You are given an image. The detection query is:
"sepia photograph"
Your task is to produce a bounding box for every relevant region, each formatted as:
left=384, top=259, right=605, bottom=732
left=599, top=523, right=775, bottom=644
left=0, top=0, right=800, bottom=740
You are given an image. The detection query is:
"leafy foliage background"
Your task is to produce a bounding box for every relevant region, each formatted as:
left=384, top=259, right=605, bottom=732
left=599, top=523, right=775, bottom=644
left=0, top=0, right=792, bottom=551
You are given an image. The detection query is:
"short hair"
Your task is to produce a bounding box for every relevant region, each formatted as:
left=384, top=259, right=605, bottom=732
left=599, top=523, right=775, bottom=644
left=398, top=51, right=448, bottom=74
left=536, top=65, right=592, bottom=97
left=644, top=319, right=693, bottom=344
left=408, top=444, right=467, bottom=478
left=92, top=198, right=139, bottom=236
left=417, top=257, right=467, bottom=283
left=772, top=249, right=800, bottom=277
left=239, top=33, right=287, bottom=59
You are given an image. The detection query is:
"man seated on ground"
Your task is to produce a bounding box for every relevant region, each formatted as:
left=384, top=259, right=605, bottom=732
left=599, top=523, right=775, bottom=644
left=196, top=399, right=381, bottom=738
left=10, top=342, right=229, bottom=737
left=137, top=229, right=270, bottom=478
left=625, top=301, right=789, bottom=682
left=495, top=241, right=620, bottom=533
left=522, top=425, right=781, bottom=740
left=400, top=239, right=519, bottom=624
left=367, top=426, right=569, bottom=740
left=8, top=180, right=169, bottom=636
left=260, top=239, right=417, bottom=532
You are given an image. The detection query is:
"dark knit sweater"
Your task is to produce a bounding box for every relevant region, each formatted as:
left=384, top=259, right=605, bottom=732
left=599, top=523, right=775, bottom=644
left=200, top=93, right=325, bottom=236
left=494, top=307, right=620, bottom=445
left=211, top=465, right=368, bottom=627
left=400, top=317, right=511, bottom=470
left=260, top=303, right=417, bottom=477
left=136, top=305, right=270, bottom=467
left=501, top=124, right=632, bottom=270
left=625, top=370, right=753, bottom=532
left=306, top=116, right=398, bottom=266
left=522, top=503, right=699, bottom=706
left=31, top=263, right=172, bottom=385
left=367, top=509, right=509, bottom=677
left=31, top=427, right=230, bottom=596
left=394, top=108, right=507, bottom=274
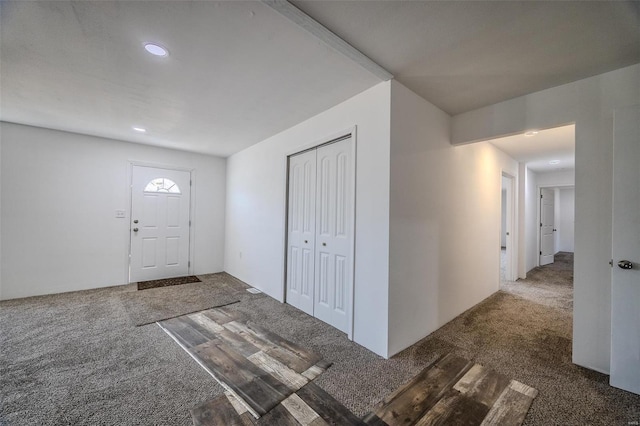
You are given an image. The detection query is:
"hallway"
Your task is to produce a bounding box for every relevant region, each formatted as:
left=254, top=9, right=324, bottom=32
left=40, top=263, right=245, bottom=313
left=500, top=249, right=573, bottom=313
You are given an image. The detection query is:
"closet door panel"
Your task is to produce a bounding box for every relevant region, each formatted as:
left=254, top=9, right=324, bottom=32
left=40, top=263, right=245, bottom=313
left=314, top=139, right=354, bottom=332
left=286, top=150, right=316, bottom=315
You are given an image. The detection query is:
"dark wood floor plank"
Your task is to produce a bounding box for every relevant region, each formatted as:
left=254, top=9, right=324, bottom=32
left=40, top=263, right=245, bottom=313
--------
• **INSTRUCTIONS FOR THE TASK**
Reproduce the material from its beginning through the line containing "left=239, top=33, right=287, bottom=59", inclusive, substituting "labeling request" for each occurrence of "detection query" and leaving everything else unchanged.

• **WORKED ANSWER**
You are given an image. The labeling request is:
"sepia photograph"
Your task is to produce a bounding box for every relevant region, each formatted as:
left=384, top=259, right=605, bottom=732
left=599, top=523, right=775, bottom=644
left=0, top=0, right=800, bottom=740
You are given an image. The labeling request is:
"leafy foliage background"
Your task is to produce a bounding box for every relevant region, each formatted as:
left=384, top=259, right=605, bottom=732
left=599, top=523, right=775, bottom=644
left=0, top=0, right=792, bottom=551
You are given an image. The labeling request is:
"short hair"
Your task is to produce a bounding box for every relevant region, each formatted as:
left=384, top=259, right=605, bottom=732
left=599, top=523, right=775, bottom=644
left=398, top=51, right=448, bottom=74
left=536, top=65, right=592, bottom=97
left=644, top=319, right=693, bottom=344
left=408, top=444, right=467, bottom=478
left=92, top=198, right=139, bottom=236
left=417, top=257, right=467, bottom=283
left=772, top=249, right=800, bottom=277
left=239, top=33, right=287, bottom=59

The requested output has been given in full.